PROVIDED TEXT |

■ ■ ■ ■

# Hog Hunting Outfitter



## hsiF deR (Oct 4, 2009)

I am trying to find a good deal on fair chase hog hunting in the panhandle or south alabama area. I am beginning to think that these are not real cause I have had no luck.


----------



## CH-47 DR. (Aug 11, 2009)

*hog hunting*

There is a place about 15 miles N of Enterprise,Al. It's probably 3 hrs. from P'cola.I don't know if that is too far for you or not,but if you are interested I can get the phone # for you.


----------



## SAWMAN (May 24, 2010)

*Fair chase ????????*

Don't know of any operations that you are speaking of sir,but would suggest that you get references from them and check them out very carefully. 

"Fair chase" means just that. You will find that some operations are enclosed in rather large fenced in areas. The "guides" know how to take a sport to a stand without seeing these fences. They take 'em in,feeder goes off,hogs come runnin',sport shoots hog,"guide" comes in and picks them up and exits out of sight of the fences,sport pays and takes hog home.

These operations are usually on private property and the hogs are trapped in other parts of the area/state and delivered to inside the fences.

I might suggest that you check into joining a club that has hogs. These are usually found adjacent to the rivers like Escambia/Conecuh,Alabama,Yellow,Shoal,etc. Hogs can be hunted year round if the club allows it,they are plentiful,and most other hunters in the club despise hogs(??). 

There is one club that I know of on the west side of Escambia River that is overrun with hogs,the unintelligent board of directors will not allow it's members to hunt them except certain times of the year,and the president loves to whine about the hogs destruction to the club. If you need the name of this club and/or it's president,I will be glad to pass this along to you in a PM. I would highly suggest that you DO NOT join this club. ---SAWMAN


----------



## ScullsMcNasty (Oct 4, 2007)

talk to Nickie Roth at Archery Outfitters.. i went on a DEER hunt last year at his GA property and was told that i could kill as many hogs as i wanted.. me, my dad and brother ended up with 7 pigs in 2.5 days of deer hunting. i also missed 2 more and could have shot more than that but we were trying to kill deer too. ended up coming home with 2 nice bucks too. and a coyote, missed a bobcat and found the right half of a 10pt shed from the previous year


----------



## BOGIA (Oct 7, 2007)

Dont worry sawman.ill keep there hog and deer poulation down for them.i dont have measuring sticks on my plots to measure the hogs like they do.ill let them keep them fat for me till they cross the line.


----------



## SAWMAN (May 24, 2010)

10-4 to that BOGIA. You oughta move a couple feeders up close. 

Heck,they can't even shoot if they are not in their shooting house. So very glad I am in the club that I am in now. ----SAWMAN


----------



## delta dooler (Mar 6, 2008)

I do some semi guided wild hog hunts in the Mobile river delta, I am actually mentioned in the October issue of Alabama Game and Fish Magazine for hunting wild pigs.
http://www.alabamagameandfish.com/hunting/AL_0910_01/index.html 
I offer 1/2 and full day hunts and can accommodate either archery or rifle hunts. Most hunts are spot and stalk, but occasionally will get in a stand and wait on em. Since all the property I hunt is public land, my hunts are not 100% guaranteed, but you do have a better chance than not of getting an opportunity to harvest a pig. if interested give me a call @ 251-680-2915

Bryan Sullivan


----------



## EverolUSA (Dec 26, 2007)

■ ■ ■ ■

LIST OF TASKS |
**a.** According to the hog hunting thread, in which river delta does delta dooler offer semi-guided wild hog hunts?
**b.** Transcribe the stretch of the hog hunting thread from "talk to Nickie" through "cross the line.".
The listing comes from a different source than the hog hunting thread.

GIVEN INFORMATION |
■ ■ ■ ■

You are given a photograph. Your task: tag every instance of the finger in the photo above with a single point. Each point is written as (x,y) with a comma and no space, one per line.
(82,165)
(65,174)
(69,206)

■ ■ ■ ■

ANSWERS IN ORDER |
**a.** The Mobile river delta.

**b.**
talk to Nickie Roth at Archery Outfitters.. i went on a DEER hunt last year at his GA property and was told that i could kill as many hogs as i wanted.. me, my dad and brother ended up with 7 pigs in 2.5 days of deer hunting. i also missed 2 more and could have shot more than that but we were trying to kill deer too. ended up coming home with 2 nice bucks too. and a coyote, missed a bobcat and found the right half of a 10pt shed from the previous year


----------



## BOGIA (Oct 7, 2007)

Dont worry sawman.ill keep there hog and deer poulation down for them.i dont have measuring sticks on my plots to measure the hogs like they do.ill let them keep them fat for me till they cross the line.